**WHAT NEEDS TO BE DONE:** The answer must consist of each line below that contains the word "after", copied in full.

**PROVIDED RECORDS:**
※

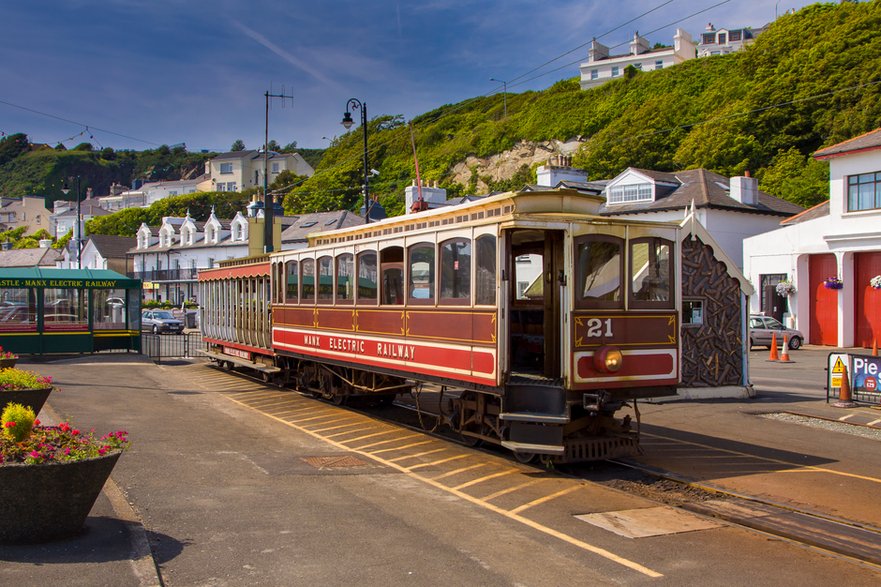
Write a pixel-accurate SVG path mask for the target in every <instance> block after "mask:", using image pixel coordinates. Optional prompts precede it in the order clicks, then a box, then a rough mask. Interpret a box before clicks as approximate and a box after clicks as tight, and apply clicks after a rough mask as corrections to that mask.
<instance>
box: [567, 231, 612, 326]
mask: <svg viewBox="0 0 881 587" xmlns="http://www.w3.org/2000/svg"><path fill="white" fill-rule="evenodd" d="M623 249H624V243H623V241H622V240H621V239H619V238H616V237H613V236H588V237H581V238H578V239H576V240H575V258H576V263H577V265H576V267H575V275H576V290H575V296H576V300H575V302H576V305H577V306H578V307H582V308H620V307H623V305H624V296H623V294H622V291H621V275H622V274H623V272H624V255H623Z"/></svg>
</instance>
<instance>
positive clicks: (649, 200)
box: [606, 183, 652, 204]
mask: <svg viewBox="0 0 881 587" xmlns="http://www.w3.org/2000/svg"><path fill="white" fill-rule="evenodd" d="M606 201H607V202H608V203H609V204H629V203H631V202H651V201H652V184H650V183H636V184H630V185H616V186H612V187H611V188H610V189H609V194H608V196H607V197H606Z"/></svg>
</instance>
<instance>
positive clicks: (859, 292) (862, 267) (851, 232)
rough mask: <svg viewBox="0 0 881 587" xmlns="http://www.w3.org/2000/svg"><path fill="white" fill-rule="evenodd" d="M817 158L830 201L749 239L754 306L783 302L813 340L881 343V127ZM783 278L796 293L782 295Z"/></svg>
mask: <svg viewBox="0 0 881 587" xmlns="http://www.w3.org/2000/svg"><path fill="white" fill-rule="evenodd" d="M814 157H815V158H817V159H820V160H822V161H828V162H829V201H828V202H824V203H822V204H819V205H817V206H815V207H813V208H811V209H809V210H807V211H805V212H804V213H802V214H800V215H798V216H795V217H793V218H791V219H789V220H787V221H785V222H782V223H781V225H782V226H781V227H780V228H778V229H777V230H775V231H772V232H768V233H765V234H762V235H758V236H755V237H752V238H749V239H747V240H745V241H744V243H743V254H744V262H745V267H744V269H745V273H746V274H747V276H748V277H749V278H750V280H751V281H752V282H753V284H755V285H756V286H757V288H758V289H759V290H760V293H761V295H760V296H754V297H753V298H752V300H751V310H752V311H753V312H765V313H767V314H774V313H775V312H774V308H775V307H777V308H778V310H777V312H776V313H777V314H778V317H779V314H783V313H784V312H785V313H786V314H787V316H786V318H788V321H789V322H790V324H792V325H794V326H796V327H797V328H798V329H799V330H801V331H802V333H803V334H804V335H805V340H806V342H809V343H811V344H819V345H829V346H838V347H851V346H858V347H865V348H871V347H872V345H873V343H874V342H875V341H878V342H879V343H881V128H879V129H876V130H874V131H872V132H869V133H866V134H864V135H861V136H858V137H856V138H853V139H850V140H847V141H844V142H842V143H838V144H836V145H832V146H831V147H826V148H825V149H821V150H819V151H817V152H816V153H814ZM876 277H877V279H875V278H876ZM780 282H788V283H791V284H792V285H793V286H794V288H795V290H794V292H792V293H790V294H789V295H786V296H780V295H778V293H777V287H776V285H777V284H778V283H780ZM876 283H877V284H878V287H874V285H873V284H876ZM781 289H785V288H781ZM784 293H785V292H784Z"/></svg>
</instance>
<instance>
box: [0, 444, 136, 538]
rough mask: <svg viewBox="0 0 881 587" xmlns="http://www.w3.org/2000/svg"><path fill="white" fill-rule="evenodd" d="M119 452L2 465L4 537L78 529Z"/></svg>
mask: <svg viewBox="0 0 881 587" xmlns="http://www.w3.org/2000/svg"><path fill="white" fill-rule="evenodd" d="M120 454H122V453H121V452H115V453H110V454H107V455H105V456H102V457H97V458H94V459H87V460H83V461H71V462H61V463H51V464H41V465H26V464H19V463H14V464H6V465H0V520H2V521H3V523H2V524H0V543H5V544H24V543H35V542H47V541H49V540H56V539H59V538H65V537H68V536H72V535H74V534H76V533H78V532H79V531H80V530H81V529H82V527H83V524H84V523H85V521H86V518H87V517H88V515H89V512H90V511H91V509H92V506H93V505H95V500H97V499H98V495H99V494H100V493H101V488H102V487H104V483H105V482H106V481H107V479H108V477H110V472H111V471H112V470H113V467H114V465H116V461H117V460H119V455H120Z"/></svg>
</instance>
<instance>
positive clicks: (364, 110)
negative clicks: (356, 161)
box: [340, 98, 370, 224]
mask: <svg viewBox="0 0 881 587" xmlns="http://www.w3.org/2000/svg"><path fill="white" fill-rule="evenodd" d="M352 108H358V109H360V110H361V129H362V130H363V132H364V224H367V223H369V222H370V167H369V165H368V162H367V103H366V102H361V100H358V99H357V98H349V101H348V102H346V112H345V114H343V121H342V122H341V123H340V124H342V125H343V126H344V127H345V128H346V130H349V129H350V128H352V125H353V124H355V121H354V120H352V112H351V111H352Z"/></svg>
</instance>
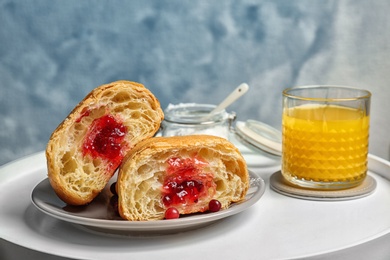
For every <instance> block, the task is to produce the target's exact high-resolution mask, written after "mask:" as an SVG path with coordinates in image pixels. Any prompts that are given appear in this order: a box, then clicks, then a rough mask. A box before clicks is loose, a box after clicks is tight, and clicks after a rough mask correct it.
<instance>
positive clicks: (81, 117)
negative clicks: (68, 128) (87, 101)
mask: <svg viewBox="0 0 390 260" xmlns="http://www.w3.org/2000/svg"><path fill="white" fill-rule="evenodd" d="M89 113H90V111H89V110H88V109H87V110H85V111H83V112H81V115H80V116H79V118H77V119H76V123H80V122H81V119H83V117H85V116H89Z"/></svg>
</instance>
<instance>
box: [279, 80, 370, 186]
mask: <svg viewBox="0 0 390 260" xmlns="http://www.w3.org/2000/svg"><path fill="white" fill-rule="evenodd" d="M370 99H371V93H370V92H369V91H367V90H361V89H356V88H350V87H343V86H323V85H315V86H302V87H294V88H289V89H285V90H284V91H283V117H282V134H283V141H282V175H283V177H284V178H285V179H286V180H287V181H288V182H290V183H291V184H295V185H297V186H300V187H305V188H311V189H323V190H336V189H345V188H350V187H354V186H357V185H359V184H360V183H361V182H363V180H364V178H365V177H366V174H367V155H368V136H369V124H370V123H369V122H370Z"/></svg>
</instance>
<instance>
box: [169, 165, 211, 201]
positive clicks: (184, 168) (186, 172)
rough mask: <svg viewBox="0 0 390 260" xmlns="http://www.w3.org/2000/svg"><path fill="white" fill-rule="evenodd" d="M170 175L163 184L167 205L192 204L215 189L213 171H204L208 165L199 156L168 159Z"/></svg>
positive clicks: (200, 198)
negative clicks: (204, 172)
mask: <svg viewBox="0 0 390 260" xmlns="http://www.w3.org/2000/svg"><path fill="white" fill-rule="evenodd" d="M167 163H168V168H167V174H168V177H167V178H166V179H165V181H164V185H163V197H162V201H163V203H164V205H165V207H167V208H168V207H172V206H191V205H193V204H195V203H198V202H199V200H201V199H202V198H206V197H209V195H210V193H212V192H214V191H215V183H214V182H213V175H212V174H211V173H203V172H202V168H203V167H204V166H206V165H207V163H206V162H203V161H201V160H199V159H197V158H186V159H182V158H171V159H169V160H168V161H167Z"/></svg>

※

**COMPLETED EXERCISE:**
Write a pixel-accurate SVG path mask for the target in every <instance> block after "mask:", using image pixel coordinates. Optional prompts precede it in the order clicks, then a box, then a rough mask. Interpret a box before clicks as approximate and a box after clicks as tight, and apply clicks after a rough mask as corrections to that mask.
For every <instance> block, the task is to produce the target's exact high-resolution mask, written after "mask:" as an SVG path with coordinates in image pixels. Any prompts that are given appear in this order: a box, then clicks, then a rough mask. A box before clicks is loose, a box after clicks is tight, and clicks after a rough mask correct it.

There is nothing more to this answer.